When making a selection, Calc puts the little square at the lower-right corner of the selection. That’s called an autofill marker, and it’s there to let you drag selection to fill values.

Interestingly, calculating its position (especially its vertical position) turned out to be a very slow operation when the marker was positioned close to the bottom of the sheet. Worse is the fact that Calc calculated its position even when it was outside the visible area. The slowdown caused by this was apparent especially when making column selection. Because selecting columns always places the autofill marker at the last row of the sheet, increasing the row limit made that process sluggish. The solution was to simply detect whether the autofill marker is outside the visible area, and if it is, skip calculating its position (since there is no point calculating its position if we don’t need to display it). That made the process of column selection back to normal again.

However, the sluggishness of making selection can still manifest itself under the right (wrong?) condition even with this change. We still need to speed up the calculation of its vertical position, by improving the calculation algorithm itself.

Show stoppers for the upstream build

I sat down and briefly discussed with Niklas Nebel and Eike Rathke, Sun’s Calc co-leads, when we met during last year’s OOoCon in Orvieto, about the possibility of increasing the row limit in the upstream version of Calc. During our discussion, I was told that, in addition to the general performance issues most of which I’ve already resolved, we will need to resolve at least two more outstanding issues before they can set the row limit to 1 million in the upstream build.

Requirement 1
In the page text, what is the little square at the lower-right corner of a Calc selection called?
The records are unrelated to the text above them.

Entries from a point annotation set

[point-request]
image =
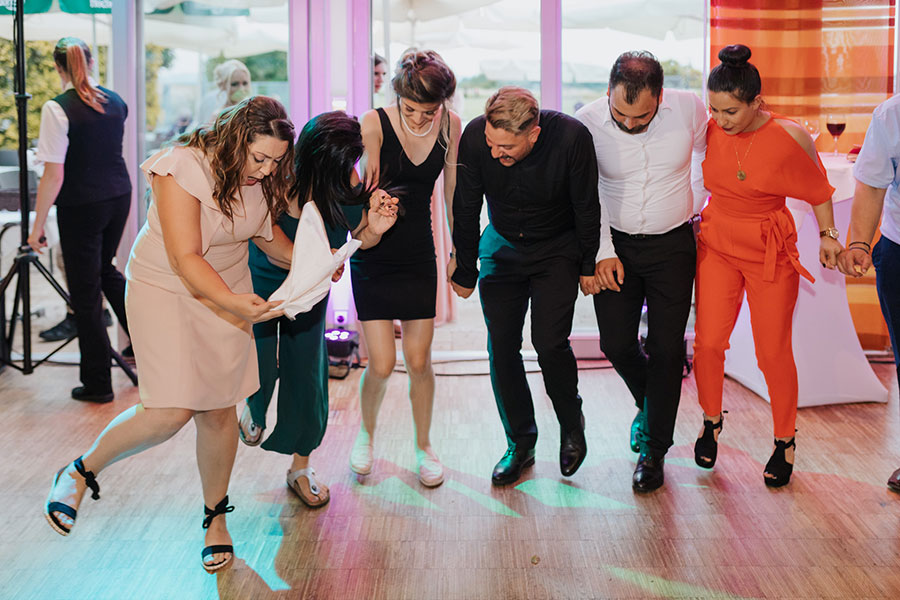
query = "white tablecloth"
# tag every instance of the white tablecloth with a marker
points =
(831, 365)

* * *

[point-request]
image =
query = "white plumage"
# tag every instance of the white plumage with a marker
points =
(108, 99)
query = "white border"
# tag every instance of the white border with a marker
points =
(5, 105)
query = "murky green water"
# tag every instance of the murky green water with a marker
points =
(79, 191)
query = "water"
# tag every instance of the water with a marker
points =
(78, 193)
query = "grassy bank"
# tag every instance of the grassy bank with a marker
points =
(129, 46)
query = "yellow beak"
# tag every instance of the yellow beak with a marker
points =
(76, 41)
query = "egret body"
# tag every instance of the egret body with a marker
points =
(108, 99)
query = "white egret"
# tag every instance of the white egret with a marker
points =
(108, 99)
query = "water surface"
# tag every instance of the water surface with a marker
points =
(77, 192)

---

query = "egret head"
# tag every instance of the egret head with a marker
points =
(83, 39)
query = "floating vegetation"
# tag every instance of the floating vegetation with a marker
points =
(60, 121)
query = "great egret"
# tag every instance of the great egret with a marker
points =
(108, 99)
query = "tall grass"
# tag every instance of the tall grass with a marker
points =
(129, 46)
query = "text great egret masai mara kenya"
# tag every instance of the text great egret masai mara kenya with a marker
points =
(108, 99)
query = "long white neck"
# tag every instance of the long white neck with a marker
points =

Requirement 2
Pull out each line of the records that contains the string "water".

Full solution 1
An autofill marker.

Full solution 2
query = "murky green water"
# tag every instance of the murky green water with a marker
query = "water"
# tag every instance of the water with a marker
query = "water surface"
# tag every instance of the water surface with a marker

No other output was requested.